→ Source passage:
+--

Hitachi's proprietary SH support tools include a C compiler suite, evaluation boards, emulators and a real-time operating system. The user's choice of development platforms includes workstations (Sun Microsystems and Hewlett Packard) and personal computers (x86-compatible).

The C Compiler suite includes a highly optimized compiler capable of generating fast, compact code for the SH-1, -2 and -3 architectures. Output files from the compiler can include object code, assembler source code and listings. The complete package includes a macro-assembler, linker, librarian, debugger and other utilities; the symbolic debugger incorporates a simulator with an accurate model of the CPU's pipeline. As a result, code debugging can begin in a software-only environment, in parallel with the OEM's system-hardware development; in fact, the debugger provides accurate measurement of the code's execution time, in terms of CPU clocks.

If desired, code can be downloaded to one of Hitachi's Evaluation Boards (EVBs) for execution. The EVBs provide a minimal operating environment for the supported processor, supplementing the on-chip hardware as necessary. Typically, a serial host-interface is provided, as is a firmware-based monitor and sufficient RAM to support it and to permit downloading of moderate-size user programs.

Hitachi's E7000 Emulator provides powerful debugging capabilities to developers of SH-based systems. Supported on Sun, HP workstations and x86-compatible PCs, it minimizes debugging time in all phases of system development. It can be used for software testing, hardware debugging, hardware-software integration and during system troubleshooting/repair.

With the E7000, user code executes, in real time, on user hardware. System resources can be mapped from the emulator into the system hardware; memory-protection mechanisms can be applied to individual blocks of memory. Code is downloaded from the host development system and executed under control of a high-level-language-oriented source-code debugger, with a graphical user interface (GUI). Debugging commands can be expressed in terms of HLL statements and data structures; results

are expressed in the HLL context. Debugging can also be carried out at the low level of bytes, registers and opcodes; therefore, at any time, the approach can be chosen that is best-suited to the problem at hand. The E7000 features software breakpoints, hardware breakpoints and program tracing.



Figure 8.1 Information Flow in SH Tool Chain



Figure 8.2 Block Diagram of Typical SH Evaluation Board (SH-1 Low-Cost EVB)

+--

→ Supplied information:
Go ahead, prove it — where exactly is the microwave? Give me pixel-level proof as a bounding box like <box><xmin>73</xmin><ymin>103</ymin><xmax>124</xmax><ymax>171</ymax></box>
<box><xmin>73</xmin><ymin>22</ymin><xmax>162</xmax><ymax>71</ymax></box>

+--

→ Exercise aim: In the passage on Hitachi's SH development tools, what are all the activities for which the E7000 Emulator can be used?

→ Output of the task: Software testing, hardware debugging, hardware-software integration, and system troubleshooting/repair.